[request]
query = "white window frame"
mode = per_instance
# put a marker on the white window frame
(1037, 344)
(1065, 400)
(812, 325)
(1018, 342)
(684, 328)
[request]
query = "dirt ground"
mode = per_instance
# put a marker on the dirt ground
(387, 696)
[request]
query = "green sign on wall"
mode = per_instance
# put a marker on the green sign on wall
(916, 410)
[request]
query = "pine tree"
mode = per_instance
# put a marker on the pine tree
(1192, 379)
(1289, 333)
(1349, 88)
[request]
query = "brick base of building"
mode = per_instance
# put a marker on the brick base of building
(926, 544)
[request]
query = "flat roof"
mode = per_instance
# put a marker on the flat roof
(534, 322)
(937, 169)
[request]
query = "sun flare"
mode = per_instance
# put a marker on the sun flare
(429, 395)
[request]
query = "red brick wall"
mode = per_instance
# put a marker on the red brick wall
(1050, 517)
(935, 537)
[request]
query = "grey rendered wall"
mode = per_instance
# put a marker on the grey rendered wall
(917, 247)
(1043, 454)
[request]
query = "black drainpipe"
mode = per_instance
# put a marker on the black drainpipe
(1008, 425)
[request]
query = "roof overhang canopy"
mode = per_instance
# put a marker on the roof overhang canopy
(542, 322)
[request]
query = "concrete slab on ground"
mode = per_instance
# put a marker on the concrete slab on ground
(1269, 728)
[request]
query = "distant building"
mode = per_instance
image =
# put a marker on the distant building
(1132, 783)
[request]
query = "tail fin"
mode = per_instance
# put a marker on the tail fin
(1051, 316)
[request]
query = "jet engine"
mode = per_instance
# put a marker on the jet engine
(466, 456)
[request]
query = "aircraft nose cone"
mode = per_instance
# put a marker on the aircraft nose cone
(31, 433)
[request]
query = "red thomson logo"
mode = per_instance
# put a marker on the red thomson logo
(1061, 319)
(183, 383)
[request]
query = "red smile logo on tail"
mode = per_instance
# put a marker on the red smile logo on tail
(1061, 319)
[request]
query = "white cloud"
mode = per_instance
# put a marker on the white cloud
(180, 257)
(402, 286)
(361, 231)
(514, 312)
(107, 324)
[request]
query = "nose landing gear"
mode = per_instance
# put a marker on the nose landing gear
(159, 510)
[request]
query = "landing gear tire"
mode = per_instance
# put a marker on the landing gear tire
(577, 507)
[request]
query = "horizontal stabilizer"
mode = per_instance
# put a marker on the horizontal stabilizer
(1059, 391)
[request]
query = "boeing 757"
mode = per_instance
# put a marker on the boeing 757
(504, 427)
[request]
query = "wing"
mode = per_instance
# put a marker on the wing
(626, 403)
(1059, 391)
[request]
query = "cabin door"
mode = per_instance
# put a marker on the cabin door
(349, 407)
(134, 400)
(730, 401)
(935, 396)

= What is required =
Shift the coordinates by adding 39 to each number. Reproduce the stretch from the start of the entries through the line containing "(1043, 454)", with requests included and every coordinate shifted.

= Final result =
[request]
query = "white window frame"
mode = per_instance
# put a marker on the white window frame
(1076, 383)
(1104, 439)
(851, 364)
(1057, 381)
(723, 367)
[request]
query = "dirt ground"
mode = per_instance
# put a marker on the dirt ground
(426, 735)
[request]
query = "green sign on wall"
mode = per_instance
# put a marker on the green sign on wall
(955, 449)
[request]
query = "pine tree"
mode = per_instance
# put a marker on the pine tree
(1231, 418)
(1328, 372)
(1388, 127)
[request]
query = "brick base of building"
mode = per_instance
# put a marker on the brick base of building
(965, 583)
[request]
query = "flat roof"
mode = per_instance
# put a marker on the flat roof
(573, 361)
(976, 208)
[request]
query = "sun flare"
mode = per_instance
# put a marker on the sun flare
(468, 434)
[request]
query = "red brick wall"
mode = per_instance
# put a marker on the red brick wall
(1089, 556)
(974, 576)
[request]
query = "grey rendered wall"
mode = per_instance
# put a marker on the grey rendered wall
(956, 286)
(1082, 493)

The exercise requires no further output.